The problem:
The line containing "Check that every instance of the overcast" marks the start. Return it and every later line of the listing below exactly, ending with the last one.
Start of The data
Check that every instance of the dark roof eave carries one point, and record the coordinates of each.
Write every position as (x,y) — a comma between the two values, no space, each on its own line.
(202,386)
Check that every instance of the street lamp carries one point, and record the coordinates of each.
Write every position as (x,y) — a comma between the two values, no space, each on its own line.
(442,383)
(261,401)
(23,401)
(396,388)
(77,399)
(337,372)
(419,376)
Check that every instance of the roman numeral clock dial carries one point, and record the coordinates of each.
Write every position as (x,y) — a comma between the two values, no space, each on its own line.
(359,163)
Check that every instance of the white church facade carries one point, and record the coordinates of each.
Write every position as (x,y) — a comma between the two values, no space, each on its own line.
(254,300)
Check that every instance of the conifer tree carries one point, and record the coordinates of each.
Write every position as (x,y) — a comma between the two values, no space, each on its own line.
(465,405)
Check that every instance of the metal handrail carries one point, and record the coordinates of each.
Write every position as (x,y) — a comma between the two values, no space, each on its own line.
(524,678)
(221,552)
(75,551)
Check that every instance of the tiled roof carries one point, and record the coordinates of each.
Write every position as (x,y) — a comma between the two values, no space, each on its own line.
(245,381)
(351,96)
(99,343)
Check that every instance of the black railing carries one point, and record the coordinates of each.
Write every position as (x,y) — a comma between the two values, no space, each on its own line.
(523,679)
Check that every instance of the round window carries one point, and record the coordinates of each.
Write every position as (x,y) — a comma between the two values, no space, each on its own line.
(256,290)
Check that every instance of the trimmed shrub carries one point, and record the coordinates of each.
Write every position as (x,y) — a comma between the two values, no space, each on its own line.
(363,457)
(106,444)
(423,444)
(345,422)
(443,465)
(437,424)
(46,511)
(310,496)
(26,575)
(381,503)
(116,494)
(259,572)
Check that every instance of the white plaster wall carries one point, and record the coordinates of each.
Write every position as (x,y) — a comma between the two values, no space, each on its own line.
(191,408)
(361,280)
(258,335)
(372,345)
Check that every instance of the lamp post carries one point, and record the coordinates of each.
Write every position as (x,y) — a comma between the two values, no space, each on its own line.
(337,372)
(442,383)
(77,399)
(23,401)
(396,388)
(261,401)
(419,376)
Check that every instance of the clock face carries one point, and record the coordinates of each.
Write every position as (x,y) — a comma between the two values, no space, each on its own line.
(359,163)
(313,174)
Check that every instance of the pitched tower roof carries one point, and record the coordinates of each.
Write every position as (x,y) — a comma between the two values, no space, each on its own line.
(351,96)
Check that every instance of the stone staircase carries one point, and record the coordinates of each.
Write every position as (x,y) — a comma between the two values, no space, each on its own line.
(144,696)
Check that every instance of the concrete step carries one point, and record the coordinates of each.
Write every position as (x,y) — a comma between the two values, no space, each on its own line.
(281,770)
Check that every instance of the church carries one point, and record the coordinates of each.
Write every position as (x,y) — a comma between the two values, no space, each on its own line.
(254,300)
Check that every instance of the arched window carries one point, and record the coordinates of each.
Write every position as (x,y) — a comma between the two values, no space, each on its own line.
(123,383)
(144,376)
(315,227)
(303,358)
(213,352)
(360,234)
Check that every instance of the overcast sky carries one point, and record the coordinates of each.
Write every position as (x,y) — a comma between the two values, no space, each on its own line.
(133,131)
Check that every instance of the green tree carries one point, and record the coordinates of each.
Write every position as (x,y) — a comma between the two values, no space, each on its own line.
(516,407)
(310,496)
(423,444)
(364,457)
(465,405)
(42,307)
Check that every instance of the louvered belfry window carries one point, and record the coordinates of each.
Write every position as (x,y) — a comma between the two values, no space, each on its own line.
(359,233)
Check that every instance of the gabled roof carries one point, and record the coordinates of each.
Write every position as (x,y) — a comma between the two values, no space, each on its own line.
End of The data
Completed task:
Check that every instance of the overcast sky carries one point, and record the coordinates of each.
Write every position as (x,y) — a comma between the two values, no space, each on its own line.
(133,131)
Check that every instance of the green tree carries one point, and record the coordinates of each.
Write every position as (x,y) — a comma between the two values, no space, each on its own line.
(516,407)
(310,496)
(423,444)
(364,457)
(465,405)
(42,307)
Check that every instance of the louvered belfry window carries one point, and record the coordinates of each.
Write every position as (x,y) — a comma between the two values, no space, each on its own line.
(359,233)
Check that every instance of the gabled roof carries one point, and record the coordinates of each.
Write every position as (x,y) — a comma between the two values, no space, each on its own line.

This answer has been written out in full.